Copy out all of the records. Keep every word exact.

:: Source material

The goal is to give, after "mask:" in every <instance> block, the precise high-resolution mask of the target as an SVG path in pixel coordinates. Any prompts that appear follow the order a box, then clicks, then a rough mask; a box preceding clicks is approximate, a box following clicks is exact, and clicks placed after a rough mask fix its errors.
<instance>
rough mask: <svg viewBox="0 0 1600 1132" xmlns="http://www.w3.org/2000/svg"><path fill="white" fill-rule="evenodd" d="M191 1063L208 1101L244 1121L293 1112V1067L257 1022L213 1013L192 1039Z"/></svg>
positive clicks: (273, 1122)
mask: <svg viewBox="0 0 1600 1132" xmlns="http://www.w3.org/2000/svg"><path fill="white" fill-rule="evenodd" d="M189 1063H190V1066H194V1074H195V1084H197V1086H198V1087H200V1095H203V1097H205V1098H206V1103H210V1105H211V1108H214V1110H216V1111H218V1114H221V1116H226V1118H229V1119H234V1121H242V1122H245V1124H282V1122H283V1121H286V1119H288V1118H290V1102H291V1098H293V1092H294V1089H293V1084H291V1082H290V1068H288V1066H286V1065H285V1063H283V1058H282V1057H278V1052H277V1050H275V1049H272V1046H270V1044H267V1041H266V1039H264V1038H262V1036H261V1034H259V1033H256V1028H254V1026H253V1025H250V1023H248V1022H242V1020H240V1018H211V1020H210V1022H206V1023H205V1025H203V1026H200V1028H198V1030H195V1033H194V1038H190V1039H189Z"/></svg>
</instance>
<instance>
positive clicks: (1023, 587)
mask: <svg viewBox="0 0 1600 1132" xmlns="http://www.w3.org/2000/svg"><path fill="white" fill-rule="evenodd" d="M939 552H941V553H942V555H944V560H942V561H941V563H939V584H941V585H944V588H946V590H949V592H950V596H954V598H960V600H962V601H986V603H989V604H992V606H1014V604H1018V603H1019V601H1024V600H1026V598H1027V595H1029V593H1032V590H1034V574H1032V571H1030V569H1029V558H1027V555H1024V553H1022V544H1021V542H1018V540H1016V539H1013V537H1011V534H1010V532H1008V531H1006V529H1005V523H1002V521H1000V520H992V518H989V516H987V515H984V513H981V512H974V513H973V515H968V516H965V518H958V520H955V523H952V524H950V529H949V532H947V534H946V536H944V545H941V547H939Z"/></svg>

::::

#### Answer box:
The goal is to give, after "mask:" in every <instance> block, the precise high-resolution mask of the target as an SVG path in pixel coordinates. Any prompts that appear follow the order a box, then clicks, then a rough mask; a box preceding clicks is approximate, a box following clicks is exact, and clicks placed after a rough mask fix its errors.
<instance>
rough mask: <svg viewBox="0 0 1600 1132" xmlns="http://www.w3.org/2000/svg"><path fill="white" fill-rule="evenodd" d="M191 1063L208 1101L244 1121L293 1112V1067L257 1022L213 1013L192 1039Z"/></svg>
positive clicks: (273, 1122)
mask: <svg viewBox="0 0 1600 1132" xmlns="http://www.w3.org/2000/svg"><path fill="white" fill-rule="evenodd" d="M189 1063H190V1066H194V1074H195V1084H197V1086H198V1087H200V1095H203V1097H205V1098H206V1103H210V1105H211V1108H214V1110H216V1111H218V1114H221V1116H226V1118H229V1119H234V1121H242V1122H245V1124H282V1122H283V1121H286V1119H288V1118H290V1102H291V1098H293V1092H294V1089H293V1084H291V1082H290V1068H288V1066H286V1065H285V1063H283V1058H282V1057H278V1052H277V1050H275V1049H272V1046H270V1044H267V1041H266V1039H264V1038H262V1036H261V1034H259V1033H256V1028H254V1026H253V1025H250V1023H248V1022H242V1020H240V1018H211V1020H210V1022H206V1023H205V1025H203V1026H200V1028H198V1030H195V1033H194V1038H190V1039H189Z"/></svg>
</instance>
<instance>
positive clicks: (1023, 587)
mask: <svg viewBox="0 0 1600 1132" xmlns="http://www.w3.org/2000/svg"><path fill="white" fill-rule="evenodd" d="M939 552H941V553H942V555H944V560H942V561H941V563H939V584H941V585H944V588H946V590H949V592H950V596H954V598H960V600H962V601H986V603H989V604H992V606H1014V604H1018V603H1019V601H1024V600H1026V598H1027V595H1029V593H1032V590H1034V574H1032V571H1030V569H1029V558H1027V555H1024V553H1022V544H1021V542H1018V540H1016V539H1013V537H1011V534H1010V532H1008V531H1006V529H1005V523H1002V521H1000V520H992V518H989V516H987V515H984V513H981V512H974V513H973V515H968V516H965V518H958V520H955V523H952V524H950V529H949V532H947V534H946V536H944V545H941V547H939Z"/></svg>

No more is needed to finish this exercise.